** Start of Records for the exercise **
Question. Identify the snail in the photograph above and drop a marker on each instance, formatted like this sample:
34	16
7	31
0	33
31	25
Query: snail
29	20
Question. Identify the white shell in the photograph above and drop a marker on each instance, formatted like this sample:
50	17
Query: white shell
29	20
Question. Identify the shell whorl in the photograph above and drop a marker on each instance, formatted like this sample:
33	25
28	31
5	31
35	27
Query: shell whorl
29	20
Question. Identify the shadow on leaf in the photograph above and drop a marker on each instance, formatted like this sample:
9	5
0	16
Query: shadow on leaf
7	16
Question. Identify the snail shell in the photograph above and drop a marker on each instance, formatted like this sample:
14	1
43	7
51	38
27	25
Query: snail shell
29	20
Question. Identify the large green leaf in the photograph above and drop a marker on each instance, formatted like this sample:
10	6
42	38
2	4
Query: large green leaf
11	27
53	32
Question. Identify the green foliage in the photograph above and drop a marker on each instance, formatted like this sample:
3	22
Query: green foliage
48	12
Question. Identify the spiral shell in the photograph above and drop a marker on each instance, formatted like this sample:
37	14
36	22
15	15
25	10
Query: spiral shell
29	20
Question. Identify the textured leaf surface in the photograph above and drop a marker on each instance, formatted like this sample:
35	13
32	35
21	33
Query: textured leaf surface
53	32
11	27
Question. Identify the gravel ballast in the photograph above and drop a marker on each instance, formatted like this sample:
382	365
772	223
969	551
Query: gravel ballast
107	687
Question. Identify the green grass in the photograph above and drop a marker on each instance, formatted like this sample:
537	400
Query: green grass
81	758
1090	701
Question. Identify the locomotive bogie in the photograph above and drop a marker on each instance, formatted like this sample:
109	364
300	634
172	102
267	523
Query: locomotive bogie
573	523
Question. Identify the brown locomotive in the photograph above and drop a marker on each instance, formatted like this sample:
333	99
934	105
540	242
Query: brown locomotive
** End of Records for the exercise **
▶ [Goal]
Copy out all of the data above, renaming every "marker" to "pin" and leaving everything else as it is.

▶ [Task answer]
Question. Identify the snail in the photograph above and drop a pin on each instance, formatted like this sample:
34	16
7	31
0	33
31	25
Query: snail
29	20
Question. Identify the white shell in the photograph above and drop a pin on each instance, formatted like this sample:
50	17
Query: white shell
29	20
Question. Identify the shell whorl in the photograph above and drop a pin on each instance, formatted like this sample:
33	25
28	31
5	31
35	27
Query: shell whorl
29	20
Question. Identify the shadow on leaf in the photograph above and drop a pin on each instance, formatted like this sample:
9	5
0	16
Query: shadow on leaf
7	16
Question. Identify the snail shell in the photograph above and drop a pin on each instance, formatted like this sample:
14	1
43	7
51	38
27	25
Query: snail shell
29	20
Question. Identify the large green leaf in the photograph above and drop a pin on each instance, formatted like this sample:
10	6
42	38
2	4
Query: large green leaf
11	27
53	32
Question. Identify the green foliage in the photograph above and drop a pin on each instance, formatted like this sample:
3	22
Query: green foliage
48	12
Question. Identify the spiral shell in the photograph above and drop a pin on each instance, formatted like this sample:
37	14
36	22
15	15
25	10
Query: spiral shell
29	20
Question. Identify the textured leaf surface in the photograph above and drop a pin on each instance, formatted like this sample:
35	13
32	35
21	33
Query: textured leaf surface
53	32
11	27
Question. Identify the gravel ballast in the photograph above and drop a pin on each instance, formatted like this sample:
382	365
772	223
969	551
Query: gravel ballast
107	687
Question. Identify the green grass in the photograph above and drop a pin on each instance, formatted like this sample:
537	400
Query: green grass
81	758
1090	701
Question. Identify the locomotive bogie in the photograph above and drop a pin on each instance, formatted like this sample:
109	364
300	634
172	102
267	523
Query: locomotive bogie
573	523
Question. Identify the brown locomotive in the photograph above and drop a pin on each instance, formatted like this sample:
333	99
934	105
540	242
Query: brown locomotive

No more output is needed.